Document text =
▼
Finals’ time is here again, meaning fire season and impending doom. Things are actually looking pretty light this year, even though this semester holds the record as my worst academic performance pretty much ever. Senioritus is a flaming bitch. I’m actually convinced it hasn’t left me since high school, since most of college as-is has been like, “wait, I have to do work?”

That said–things are continuing to progress with Cloudnigh. Its been so long since I’ve been 100% dedicated to a fresh project like this that I’ve almost forgotten how exciting it is. Better still, is the feeling of streamlining and improvement of process that I’ve gained since the last time I undertook something like this. What’s weird is I’m actually taking to outlining this time. Nothing too restrictive–but something to go off of as I push forward. I’m recognizing that I really can’t just wing it like I’ve done in the past, since I’m actually (hopefully) going to have readers this time and I want to tell a solid story. The outline was actually finished last Sunday night (or early Monday morning, however you want to look at it), leading to a very interesting and demented flight back to Burlington (due to the sleep, of which I only got an hour, not the outline).
▲
Material provided =
▼
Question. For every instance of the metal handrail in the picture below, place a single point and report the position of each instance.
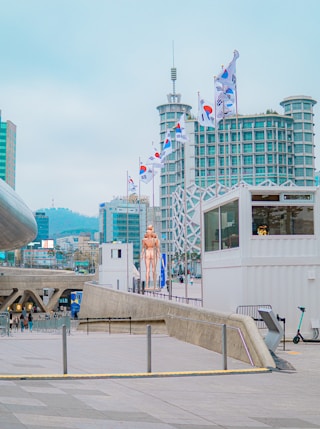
▲
To do =
1. Answer these from the finals-season blog post:
(a) How does the writer rank this semester's academic performance?
(b) When was the outline finished?
(c) How many hours of sleep did the writer get before the flight back to Burlington?
2. Extend the finals-season blog post by a paragraph or two, picking up right after its last sentence.
The material is not required for any of this work.

Per-task answers =
1.
(a) It holds the record as the writer's worst academic performance pretty much ever.
(b) Last Sunday night, or early Monday morning.
(c) Only an hour.

2.
What was refreshing was realizing I had a pretty solid idea of the story already, after working on it throughout the summer of 2008, and the little bits I did even further back. Now that I’ve got a shell, my structure, character and continuity problems are a lot clearer, meaning I can now focus on where the story *will go* rather than where it *might* go.

In other news, I finished Vonnegut’s Breakfast of Champions last night. Without a doubt one of the funniest books I’ve ever read. There’s just something about his depravity that I can identify with–even initially I had no idea if he was just being flippant with his self-insertions, literary crutches, and commentary on the holes in the plot, or brilliant. That, and there were innumerable penis jokes, which everyone knows I’m far too mature to partake in pretty much made the book. I’m going to head back to reading Atlas Shrugged and its numerous philosophical posings and self-absorbed, romantically-materialistic, individual-exalting sex scenes.

Thanks for reading!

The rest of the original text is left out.